Given records
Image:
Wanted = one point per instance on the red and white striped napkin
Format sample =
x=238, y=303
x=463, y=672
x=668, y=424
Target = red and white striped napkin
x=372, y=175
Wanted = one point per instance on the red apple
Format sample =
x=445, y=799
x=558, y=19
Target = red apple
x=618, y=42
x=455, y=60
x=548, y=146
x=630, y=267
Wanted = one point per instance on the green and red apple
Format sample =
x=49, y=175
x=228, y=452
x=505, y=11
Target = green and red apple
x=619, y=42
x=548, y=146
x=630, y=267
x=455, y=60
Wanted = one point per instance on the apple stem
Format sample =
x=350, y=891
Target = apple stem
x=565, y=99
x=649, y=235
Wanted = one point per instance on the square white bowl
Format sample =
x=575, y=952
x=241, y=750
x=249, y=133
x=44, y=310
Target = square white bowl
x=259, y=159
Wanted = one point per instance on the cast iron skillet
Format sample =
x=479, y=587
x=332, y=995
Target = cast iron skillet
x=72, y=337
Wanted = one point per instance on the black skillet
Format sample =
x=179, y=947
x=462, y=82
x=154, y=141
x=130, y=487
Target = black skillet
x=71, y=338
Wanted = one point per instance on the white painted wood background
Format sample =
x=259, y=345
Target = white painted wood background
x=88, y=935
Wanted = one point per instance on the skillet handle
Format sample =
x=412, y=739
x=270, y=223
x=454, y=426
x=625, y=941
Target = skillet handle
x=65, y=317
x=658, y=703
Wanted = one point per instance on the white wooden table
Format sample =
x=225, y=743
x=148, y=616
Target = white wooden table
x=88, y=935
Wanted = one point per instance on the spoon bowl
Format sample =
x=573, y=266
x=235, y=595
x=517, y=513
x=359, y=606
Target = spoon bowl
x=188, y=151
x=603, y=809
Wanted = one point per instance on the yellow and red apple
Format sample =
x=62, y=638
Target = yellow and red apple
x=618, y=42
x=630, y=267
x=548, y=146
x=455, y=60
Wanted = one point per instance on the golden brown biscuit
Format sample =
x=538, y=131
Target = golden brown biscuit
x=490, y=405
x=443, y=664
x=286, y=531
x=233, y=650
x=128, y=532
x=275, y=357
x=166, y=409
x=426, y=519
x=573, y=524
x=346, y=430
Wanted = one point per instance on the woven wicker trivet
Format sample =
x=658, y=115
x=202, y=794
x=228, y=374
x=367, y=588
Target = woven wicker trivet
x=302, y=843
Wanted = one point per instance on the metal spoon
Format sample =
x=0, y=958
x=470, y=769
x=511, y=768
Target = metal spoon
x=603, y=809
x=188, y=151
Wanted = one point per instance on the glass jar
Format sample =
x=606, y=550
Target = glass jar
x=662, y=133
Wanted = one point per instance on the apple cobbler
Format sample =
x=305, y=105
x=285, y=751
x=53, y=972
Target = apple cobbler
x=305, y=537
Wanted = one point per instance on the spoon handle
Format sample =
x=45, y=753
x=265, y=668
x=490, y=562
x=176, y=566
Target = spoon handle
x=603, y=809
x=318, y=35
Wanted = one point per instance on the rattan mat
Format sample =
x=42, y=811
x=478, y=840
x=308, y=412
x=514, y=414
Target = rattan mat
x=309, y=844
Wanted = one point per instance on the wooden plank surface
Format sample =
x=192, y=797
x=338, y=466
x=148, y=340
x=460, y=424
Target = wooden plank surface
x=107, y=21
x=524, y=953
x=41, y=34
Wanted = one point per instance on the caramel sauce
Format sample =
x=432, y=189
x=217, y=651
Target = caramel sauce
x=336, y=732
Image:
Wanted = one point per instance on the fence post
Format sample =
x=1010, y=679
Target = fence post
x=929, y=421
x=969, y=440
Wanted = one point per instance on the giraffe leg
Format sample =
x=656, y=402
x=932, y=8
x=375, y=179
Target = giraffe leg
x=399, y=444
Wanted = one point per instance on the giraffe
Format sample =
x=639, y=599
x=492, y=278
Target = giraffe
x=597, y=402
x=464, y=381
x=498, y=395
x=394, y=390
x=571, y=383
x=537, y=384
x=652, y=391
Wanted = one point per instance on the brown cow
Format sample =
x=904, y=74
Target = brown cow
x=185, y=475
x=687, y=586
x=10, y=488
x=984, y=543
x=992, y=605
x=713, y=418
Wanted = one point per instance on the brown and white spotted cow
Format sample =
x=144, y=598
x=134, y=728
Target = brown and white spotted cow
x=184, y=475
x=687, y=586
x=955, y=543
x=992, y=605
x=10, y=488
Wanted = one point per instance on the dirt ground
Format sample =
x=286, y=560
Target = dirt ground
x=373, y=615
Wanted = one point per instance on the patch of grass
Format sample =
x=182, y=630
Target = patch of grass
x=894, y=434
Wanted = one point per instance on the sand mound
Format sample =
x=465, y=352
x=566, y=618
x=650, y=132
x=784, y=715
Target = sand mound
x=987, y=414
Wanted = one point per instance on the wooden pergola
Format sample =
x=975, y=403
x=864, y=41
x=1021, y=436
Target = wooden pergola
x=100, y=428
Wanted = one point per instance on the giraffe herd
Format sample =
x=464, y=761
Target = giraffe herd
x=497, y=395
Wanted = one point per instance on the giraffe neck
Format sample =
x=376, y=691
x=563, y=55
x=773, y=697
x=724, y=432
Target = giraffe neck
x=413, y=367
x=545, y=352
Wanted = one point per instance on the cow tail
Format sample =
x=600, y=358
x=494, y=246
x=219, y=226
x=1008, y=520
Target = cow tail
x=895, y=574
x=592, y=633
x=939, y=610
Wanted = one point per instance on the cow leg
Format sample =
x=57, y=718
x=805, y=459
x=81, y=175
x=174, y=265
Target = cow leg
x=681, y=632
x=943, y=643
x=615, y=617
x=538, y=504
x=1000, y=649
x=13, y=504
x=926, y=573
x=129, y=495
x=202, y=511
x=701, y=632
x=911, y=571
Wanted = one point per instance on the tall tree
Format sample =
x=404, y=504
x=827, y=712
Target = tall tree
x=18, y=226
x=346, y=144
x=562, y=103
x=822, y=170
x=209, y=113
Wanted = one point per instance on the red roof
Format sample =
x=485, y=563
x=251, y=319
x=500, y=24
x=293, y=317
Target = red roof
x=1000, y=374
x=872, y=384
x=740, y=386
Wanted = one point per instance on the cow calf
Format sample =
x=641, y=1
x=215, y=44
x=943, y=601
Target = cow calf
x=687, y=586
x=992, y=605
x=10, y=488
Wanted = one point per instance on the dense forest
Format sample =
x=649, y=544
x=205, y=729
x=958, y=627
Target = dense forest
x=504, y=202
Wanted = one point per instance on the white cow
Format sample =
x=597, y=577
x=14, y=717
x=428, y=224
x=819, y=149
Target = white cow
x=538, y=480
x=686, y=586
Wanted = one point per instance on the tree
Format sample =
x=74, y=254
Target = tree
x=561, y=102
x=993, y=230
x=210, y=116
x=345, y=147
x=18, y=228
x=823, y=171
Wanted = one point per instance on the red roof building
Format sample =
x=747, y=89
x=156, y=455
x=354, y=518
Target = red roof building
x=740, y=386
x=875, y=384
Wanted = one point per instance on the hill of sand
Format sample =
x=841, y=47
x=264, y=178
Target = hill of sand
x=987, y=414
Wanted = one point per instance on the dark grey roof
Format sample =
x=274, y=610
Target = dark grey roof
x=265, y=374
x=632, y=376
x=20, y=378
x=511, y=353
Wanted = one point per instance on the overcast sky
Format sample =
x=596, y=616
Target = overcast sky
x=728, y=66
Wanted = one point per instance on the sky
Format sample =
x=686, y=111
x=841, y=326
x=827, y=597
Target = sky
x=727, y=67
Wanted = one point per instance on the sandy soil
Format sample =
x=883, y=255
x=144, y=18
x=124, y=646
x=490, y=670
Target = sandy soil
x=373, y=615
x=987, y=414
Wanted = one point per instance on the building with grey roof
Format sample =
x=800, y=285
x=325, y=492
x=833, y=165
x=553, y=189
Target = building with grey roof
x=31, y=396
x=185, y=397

What to work on
Repeat the line containing "Wanted = one point per instance on the tree" and all subsequent lines through the final line of the data, exactly and with no others.

Written solution
Wanted = one point per instance on the tree
Format sample =
x=74, y=254
Target = tree
x=561, y=102
x=993, y=230
x=210, y=116
x=345, y=147
x=18, y=228
x=823, y=171
Wanted = one point per instance on the red roof building
Format sample =
x=747, y=89
x=156, y=455
x=354, y=518
Target = red roof building
x=740, y=386
x=875, y=384
Wanted = one point per instance on the hill of sand
Format sample =
x=841, y=47
x=264, y=178
Target = hill of sand
x=987, y=414
Wanted = one point per instance on the dark grey roof
Format sample =
x=274, y=610
Target = dark grey roof
x=265, y=374
x=632, y=376
x=20, y=378
x=511, y=353
Wanted = one point per instance on the overcast sky
Format sample =
x=596, y=616
Target = overcast sky
x=728, y=66
Wanted = one point per instance on the sky
Format sample =
x=686, y=111
x=841, y=326
x=827, y=597
Target = sky
x=727, y=67
Wanted = one point per instance on the sandy soil
Format sample =
x=883, y=255
x=144, y=18
x=124, y=646
x=490, y=670
Target = sandy soil
x=373, y=615
x=987, y=414
Wanted = one point per instance on the building with grey roof
Format sample =
x=800, y=285
x=325, y=492
x=833, y=165
x=553, y=189
Target = building with grey roof
x=31, y=396
x=185, y=397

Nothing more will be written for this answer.